SET TASK ::
Format each line of the listing below as a JSON array of strings, one string per line, and skip any blank lines. Leave the pictures out of your answer.

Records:
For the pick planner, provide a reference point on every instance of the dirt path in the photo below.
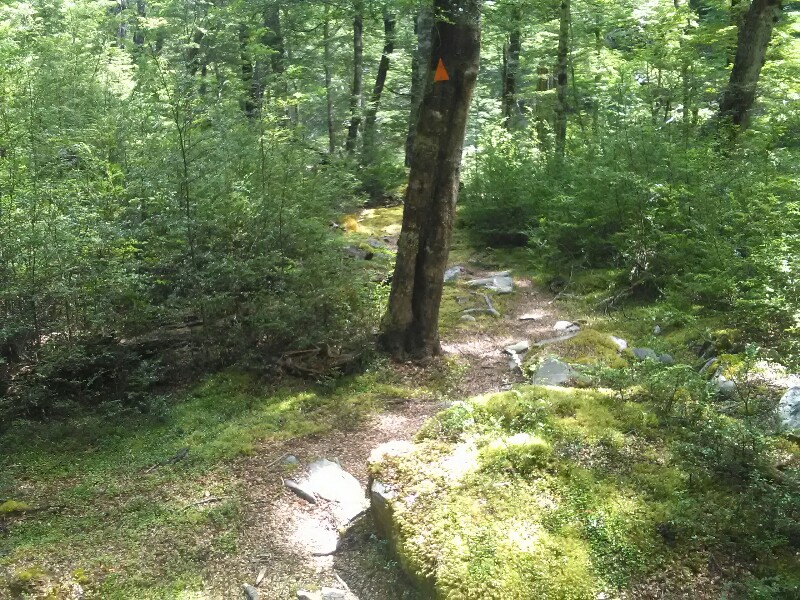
(283, 533)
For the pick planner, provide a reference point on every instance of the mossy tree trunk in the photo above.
(755, 32)
(410, 327)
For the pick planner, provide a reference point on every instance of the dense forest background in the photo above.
(169, 172)
(200, 204)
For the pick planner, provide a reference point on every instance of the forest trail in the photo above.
(285, 534)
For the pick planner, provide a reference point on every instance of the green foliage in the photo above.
(501, 488)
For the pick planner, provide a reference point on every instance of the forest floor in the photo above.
(111, 516)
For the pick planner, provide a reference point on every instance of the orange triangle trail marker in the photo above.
(441, 72)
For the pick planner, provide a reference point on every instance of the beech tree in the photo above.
(755, 32)
(410, 327)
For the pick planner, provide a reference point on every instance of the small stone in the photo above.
(502, 283)
(452, 273)
(644, 353)
(290, 461)
(553, 372)
(518, 348)
(619, 343)
(566, 326)
(533, 316)
(303, 491)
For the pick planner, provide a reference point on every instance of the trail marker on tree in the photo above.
(441, 72)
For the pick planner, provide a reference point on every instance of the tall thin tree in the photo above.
(755, 32)
(410, 327)
(358, 76)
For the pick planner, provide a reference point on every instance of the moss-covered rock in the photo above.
(501, 497)
(11, 507)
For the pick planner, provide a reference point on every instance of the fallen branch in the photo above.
(208, 500)
(277, 460)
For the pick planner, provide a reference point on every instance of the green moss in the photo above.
(520, 453)
(378, 222)
(591, 347)
(10, 507)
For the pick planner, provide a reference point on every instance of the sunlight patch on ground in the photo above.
(313, 535)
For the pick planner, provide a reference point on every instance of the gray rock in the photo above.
(502, 283)
(552, 371)
(328, 480)
(301, 490)
(566, 327)
(290, 461)
(358, 253)
(644, 353)
(789, 408)
(619, 343)
(518, 348)
(380, 499)
(452, 273)
(555, 340)
(536, 315)
(667, 359)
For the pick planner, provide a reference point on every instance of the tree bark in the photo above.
(423, 26)
(511, 52)
(755, 32)
(371, 114)
(410, 327)
(328, 90)
(561, 78)
(358, 75)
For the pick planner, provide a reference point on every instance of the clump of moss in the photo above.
(11, 507)
(520, 453)
(25, 581)
(591, 347)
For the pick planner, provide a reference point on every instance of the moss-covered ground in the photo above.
(85, 502)
(576, 494)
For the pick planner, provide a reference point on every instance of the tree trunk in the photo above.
(358, 73)
(755, 32)
(371, 114)
(511, 52)
(328, 90)
(410, 327)
(423, 26)
(561, 79)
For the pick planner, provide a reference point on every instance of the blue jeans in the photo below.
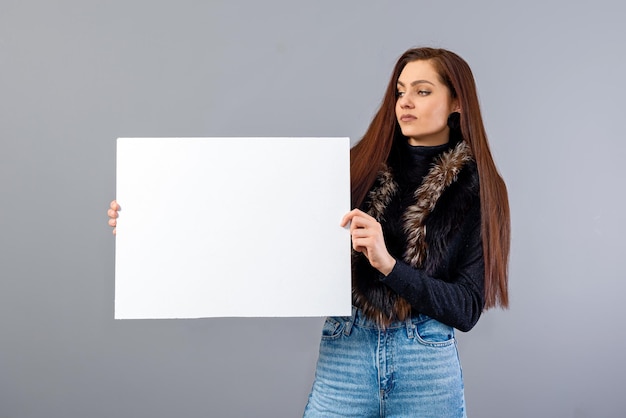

EXERCISE RESULT ::
[
  "For the pick planner, provide a reference point on every instance of the dirt path in the photo below.",
  "(283, 533)",
  "For the pick planner, provide a reference point on every instance of the mossy tree trunk in the photo above.",
  "(755, 32)",
  "(410, 327)",
  "For the pick planner, provide a reference point on every instance of the dense forest background in the photo above.",
  "(169, 172)",
  "(200, 204)",
  "For the pick planner, provide a reference point on every instance of the forest trail in the photo above.",
  "(285, 534)",
  "For the pick planner, provide a reference point on every instance of the green foliage in the photo above.",
  "(501, 488)",
  "For the pick planner, provide a reference point on every instance of the forest floor in the photo above.",
  "(111, 516)",
  "For the pick planner, provide a reference point on every instance of the orange triangle trail marker in the photo above.",
  "(441, 72)",
  "For the pick planner, provide a reference point on every instance of the beech tree in the photo above.",
  "(755, 32)",
  "(410, 327)",
  "For the pick planner, provide a reference point on every instance of the small stone in the photo above.",
  "(502, 283)",
  "(452, 273)",
  "(644, 353)",
  "(290, 461)",
  "(553, 372)",
  "(518, 348)",
  "(619, 343)",
  "(566, 326)",
  "(533, 316)",
  "(303, 491)",
  "For the pick planner, provide a reference point on every instance of the trail marker on tree in the photo above.",
  "(441, 72)",
  "For the pick planner, provide a reference point on every instance of the tall thin tree in the photo above.",
  "(755, 32)",
  "(410, 327)",
  "(358, 76)",
  "For the pick planner, provide a reference point on every instance of the moss-covered rock in the photo above.",
  "(501, 497)",
  "(11, 507)",
  "For the pick planner, provide a reference point on every instance of the fallen branch in the photo above.",
  "(208, 500)",
  "(277, 460)",
  "For the pick planner, provide a reference point on every instance of the green moss in the photo above.",
  "(520, 453)",
  "(378, 222)",
  "(591, 347)",
  "(10, 507)",
  "For the pick planner, provide a reference point on every instance of the sunlight patch on ground in the photo above.",
  "(313, 535)",
  "For the pick planner, provide a reference point on every instance of the gray rock in the photo above.",
  "(502, 283)",
  "(552, 371)",
  "(328, 480)",
  "(301, 490)",
  "(566, 327)",
  "(290, 461)",
  "(358, 253)",
  "(644, 353)",
  "(789, 408)",
  "(619, 343)",
  "(518, 348)",
  "(380, 499)",
  "(452, 273)",
  "(555, 340)",
  "(536, 315)",
  "(667, 359)",
  "For the pick planner, provide a reference point on every instance of the tree bark in the photo above.",
  "(423, 26)",
  "(511, 52)",
  "(755, 32)",
  "(371, 114)",
  "(410, 327)",
  "(328, 90)",
  "(561, 78)",
  "(358, 75)",
  "For the pick planner, provide a reference point on every instance of the clump of moss in the photo above.",
  "(11, 507)",
  "(520, 453)",
  "(25, 581)",
  "(591, 347)",
  "For the pick planner, provide a reference point on every instance of the moss-covered ground in the photo above.",
  "(85, 502)",
  "(576, 494)",
  "For the pick planner, provide a reference point on every instance of the tree trunk in the photo above.",
  "(358, 73)",
  "(755, 32)",
  "(371, 114)",
  "(511, 52)",
  "(328, 90)",
  "(410, 327)",
  "(423, 26)",
  "(561, 79)",
  "For the pick planner, provide a reference point on every instance of the blue jeans in the photo below."
]